The most consequential AI lawsuit in years just kicked off in an Oakland courtroom.
Elon Musk's case against OpenAI, Sam Altman, and Microsoft started Monday in the U.S. District Court for the Northern District of California, with Judge Yvonne Gonzalez Rogers on the bench. Jury selection began Monday, with opening arguments expected Tuesday and both Musk and Altman slated to take the stand.
The Remedy Is Bigger Than The Dollar Number
The damages number is eye-popping at up to $134 billion. But the more interesting ask is structural.
Musk wants the court to:
- Reverse OpenAI's 2019 conversion into a for-profit company.
- Restore the company to nonprofit charity status.
- Order the gains made by the for-profit "disgorged," which means handed back.
- Remove Altman from both the for-profit leadership and the nonprofit board.
If the judge agrees with all of that, it would reshape the most valuable AI company in the world.
OpenAI now claims nearly 1 billion weekly active users, up sharply since ChatGPT launched in late 2022. The company is worth $852 billion after closing a record $122 billion funding round in late March, with the Wall Street Journal reporting a possible IPO later this year.
The Backstory
OpenAI was created in 2015 by Musk, Altman, and a small group of co-founders. The mission was to build AI "to benefit humanity," free from shareholder pressure.
By 2019, the company had spun up a for-profit subsidiary, with leadership arguing it was the only way to attract the kind of capital needed to compete on AI compute and chips.
Musk had already exited OpenAI's board in 2018, with the company pointing to possible conflicts with his Tesla role at the time. Musk launched his own AI venture, xAI, in 2023.

**TO DO**
Reproduce verbatim everything in the article on Elon Musk's lawsuit against OpenAI from "By 2019, the" down to "compute and chips.".

**RECORDS SHOWN**
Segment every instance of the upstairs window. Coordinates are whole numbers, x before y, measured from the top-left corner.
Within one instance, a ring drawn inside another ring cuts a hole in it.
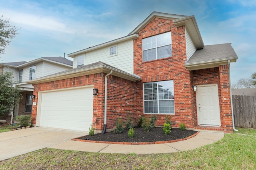
[[[114,46],[111,47],[109,48],[110,57],[117,55],[117,44]]]
[[[29,80],[34,79],[36,78],[36,66],[31,66],[29,68]]]
[[[22,82],[22,76],[23,76],[23,69],[21,69],[19,70],[19,77],[18,81],[19,83]]]
[[[170,32],[142,39],[143,61],[172,57]]]
[[[110,55],[113,55],[116,54],[116,46],[110,48]]]
[[[84,66],[84,56],[76,57],[76,67],[80,67]]]
[[[143,84],[144,113],[174,114],[173,80]]]

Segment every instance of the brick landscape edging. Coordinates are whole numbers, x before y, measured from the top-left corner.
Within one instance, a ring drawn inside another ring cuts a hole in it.
[[[78,138],[82,137],[80,137],[71,139],[72,141],[79,141],[80,142],[90,142],[91,143],[106,143],[108,144],[119,144],[119,145],[152,145],[152,144],[161,144],[163,143],[172,143],[173,142],[179,142],[185,141],[193,137],[199,133],[199,131],[196,132],[194,134],[186,138],[180,139],[179,139],[172,140],[168,141],[159,141],[157,142],[108,142],[106,141],[90,141],[90,140],[79,139]]]

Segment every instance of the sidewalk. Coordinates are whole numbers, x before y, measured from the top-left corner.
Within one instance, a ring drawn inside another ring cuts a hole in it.
[[[219,141],[224,137],[224,133],[204,131],[200,131],[197,135],[188,139],[166,144],[126,145],[69,141],[58,143],[49,147],[58,149],[100,153],[123,154],[170,153],[193,149],[194,148]]]

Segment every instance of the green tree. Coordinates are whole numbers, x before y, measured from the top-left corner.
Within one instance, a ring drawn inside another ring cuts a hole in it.
[[[10,39],[15,37],[20,29],[10,25],[9,20],[3,19],[3,16],[0,18],[0,55],[4,53],[5,48],[11,42]]]
[[[22,89],[18,86],[13,86],[12,72],[0,73],[0,116],[12,111],[17,100],[22,99]]]

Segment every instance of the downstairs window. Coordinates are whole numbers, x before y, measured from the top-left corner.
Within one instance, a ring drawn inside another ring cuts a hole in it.
[[[173,80],[143,84],[144,113],[174,114]]]

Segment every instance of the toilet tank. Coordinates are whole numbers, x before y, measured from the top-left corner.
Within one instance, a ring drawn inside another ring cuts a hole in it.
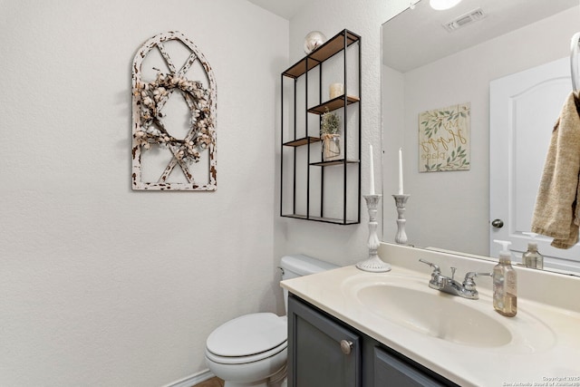
[[[294,254],[291,256],[284,256],[280,260],[280,268],[282,269],[282,280],[295,278],[298,276],[308,276],[314,273],[320,273],[326,270],[337,268],[336,265],[329,262],[321,261],[312,256],[303,254]],[[284,305],[286,314],[288,313],[288,291],[284,289]]]

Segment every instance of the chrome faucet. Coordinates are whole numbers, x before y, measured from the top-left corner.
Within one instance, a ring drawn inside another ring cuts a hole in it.
[[[491,273],[478,273],[478,272],[469,272],[465,275],[465,279],[463,279],[463,283],[459,284],[459,282],[454,279],[456,267],[451,267],[451,276],[449,277],[447,276],[441,275],[441,270],[440,267],[431,263],[425,261],[423,259],[420,259],[419,262],[429,265],[433,267],[433,272],[431,273],[431,279],[429,281],[429,287],[436,290],[440,290],[441,292],[449,293],[450,295],[459,295],[459,297],[469,298],[470,300],[477,300],[479,298],[479,294],[476,289],[475,280],[476,276],[491,276]]]

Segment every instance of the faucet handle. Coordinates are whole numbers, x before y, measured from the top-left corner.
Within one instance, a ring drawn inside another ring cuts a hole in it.
[[[474,278],[476,276],[492,276],[493,273],[480,273],[470,271],[465,275],[465,279],[463,280],[463,287],[466,290],[475,290],[475,281]]]
[[[428,261],[426,261],[424,259],[420,259],[419,262],[421,262],[423,264],[429,265],[430,266],[433,267],[433,273],[439,274],[439,273],[441,272],[441,270],[439,268],[439,266],[437,265],[431,263],[431,262],[428,262]]]

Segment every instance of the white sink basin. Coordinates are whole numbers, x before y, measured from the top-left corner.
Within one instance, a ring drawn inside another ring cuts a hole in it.
[[[524,353],[554,345],[554,333],[535,316],[519,310],[517,316],[505,317],[493,310],[489,295],[468,300],[431,289],[428,281],[362,276],[348,278],[342,288],[380,319],[454,344]]]
[[[501,323],[445,293],[378,284],[362,288],[356,296],[381,317],[440,339],[482,347],[512,339]]]

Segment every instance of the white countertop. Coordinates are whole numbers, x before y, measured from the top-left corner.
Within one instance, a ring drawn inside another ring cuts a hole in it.
[[[401,326],[386,320],[384,311],[382,316],[381,313],[374,313],[357,301],[357,286],[393,278],[409,280],[411,287],[424,285],[427,292],[440,293],[428,287],[430,274],[430,268],[427,266],[423,271],[417,271],[392,265],[390,272],[368,273],[352,266],[285,280],[282,286],[461,386],[580,386],[580,313],[577,310],[548,305],[519,295],[517,315],[504,317],[494,311],[491,291],[488,286],[479,286],[479,282],[484,282],[481,279],[477,281],[478,300],[455,296],[453,302],[466,303],[498,320],[510,331],[513,338],[509,343],[500,346],[471,346]],[[458,277],[462,278],[463,275],[458,271]],[[526,273],[518,273],[519,276],[526,276]],[[580,305],[580,279],[576,282],[575,294],[558,295],[557,286],[551,285],[546,291],[554,292],[555,296],[573,297],[577,300],[575,304]],[[568,284],[565,287],[569,290],[575,285],[575,283],[573,286]],[[530,332],[534,334],[529,335]],[[527,345],[527,340],[531,336],[533,343]]]

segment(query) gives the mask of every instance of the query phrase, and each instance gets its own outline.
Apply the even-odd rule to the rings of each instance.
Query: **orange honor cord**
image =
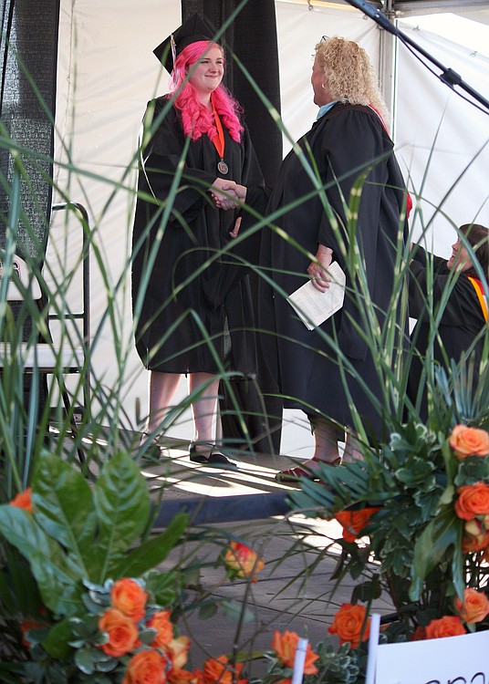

**RESPONSE BELOW**
By 2019, the company had spun up a for-profit subsidiary, with leadership arguing it was the only way to attract the kind of capital needed to compete on AI compute and chips.